**Exercise aim**
Set down each entry from the block beneath, exactly as written.

-- Exercise data follows --

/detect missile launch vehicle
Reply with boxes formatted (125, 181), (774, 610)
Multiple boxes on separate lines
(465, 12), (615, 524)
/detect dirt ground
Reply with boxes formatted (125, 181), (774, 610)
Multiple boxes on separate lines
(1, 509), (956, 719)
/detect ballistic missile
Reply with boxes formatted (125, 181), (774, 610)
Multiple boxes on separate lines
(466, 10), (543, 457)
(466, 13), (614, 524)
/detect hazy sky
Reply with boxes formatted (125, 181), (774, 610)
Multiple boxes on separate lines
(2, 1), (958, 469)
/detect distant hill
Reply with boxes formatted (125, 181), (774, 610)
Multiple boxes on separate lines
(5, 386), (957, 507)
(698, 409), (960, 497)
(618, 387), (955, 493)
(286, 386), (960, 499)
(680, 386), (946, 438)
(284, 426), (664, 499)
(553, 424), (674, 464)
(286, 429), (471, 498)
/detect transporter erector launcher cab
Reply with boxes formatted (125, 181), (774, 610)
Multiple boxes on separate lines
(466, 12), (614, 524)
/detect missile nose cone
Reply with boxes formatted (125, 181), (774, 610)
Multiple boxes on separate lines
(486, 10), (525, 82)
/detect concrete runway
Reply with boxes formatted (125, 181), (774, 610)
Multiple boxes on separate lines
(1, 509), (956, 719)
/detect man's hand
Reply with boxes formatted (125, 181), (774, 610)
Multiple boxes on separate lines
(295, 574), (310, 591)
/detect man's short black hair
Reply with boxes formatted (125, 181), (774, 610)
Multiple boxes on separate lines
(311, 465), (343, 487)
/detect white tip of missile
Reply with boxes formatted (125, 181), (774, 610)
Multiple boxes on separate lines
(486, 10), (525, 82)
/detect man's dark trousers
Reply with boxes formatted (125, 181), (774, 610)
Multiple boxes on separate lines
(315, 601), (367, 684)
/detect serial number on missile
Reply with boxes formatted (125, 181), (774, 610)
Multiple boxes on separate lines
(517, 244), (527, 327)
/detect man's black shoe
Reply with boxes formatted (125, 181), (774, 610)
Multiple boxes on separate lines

-- Exercise data concluded --

**Solution to this task**
/detect missile launch vehicle
Reply with boxes formatted (125, 181), (774, 610)
Multiple boxes on separate lines
(465, 12), (615, 524)
/detect dirt ground
Reply with boxes formatted (125, 181), (774, 610)
Multiple boxes on separate lines
(1, 509), (956, 719)
/detect ballistic missile
Reply with boxes formatted (125, 181), (774, 610)
Multiple boxes on separate lines
(466, 10), (543, 457)
(466, 13), (614, 524)
/detect hazy sky
Reply with boxes formatted (125, 181), (774, 610)
Multiple boxes on separate lines
(2, 1), (958, 469)
/detect distant hill
Reply with boxes formatted (125, 181), (774, 610)
Multiple boxes on separate lines
(5, 386), (957, 507)
(698, 409), (960, 497)
(618, 387), (955, 493)
(286, 386), (960, 499)
(680, 386), (946, 438)
(284, 426), (664, 499)
(553, 424), (674, 464)
(286, 429), (471, 498)
/detect transporter erector launcher cab
Reply with boxes formatted (125, 181), (774, 610)
Multiple boxes on separate lines
(466, 12), (614, 524)
/detect missile nose cone
Reply with boxes formatted (125, 181), (774, 610)
Multiple boxes on separate lines
(486, 10), (525, 82)
/detect concrete runway
Reply with boxes formatted (125, 181), (774, 610)
Multiple boxes on separate lines
(1, 509), (956, 719)
/detect man's hand
Reply with boxes formatted (125, 181), (774, 610)
Multiple boxes on separate lines
(295, 574), (310, 591)
/detect man's short black hair
Reply with boxes formatted (125, 181), (774, 610)
Multiple boxes on separate lines
(311, 465), (343, 487)
/detect white tip of missile
Reply with boxes formatted (125, 181), (774, 610)
Multiple boxes on separate lines
(486, 10), (525, 82)
/detect man's dark trousers
Reply with boxes formatted (125, 181), (774, 610)
Multiple boxes on separate lines
(315, 601), (367, 684)
/detect serial number on missile
Reply with boxes formatted (125, 181), (774, 610)
Multiple boxes on separate lines
(517, 244), (527, 327)
/detect man's black shoe
Reply with boxes formatted (125, 181), (774, 610)
Multiple boxes on separate lines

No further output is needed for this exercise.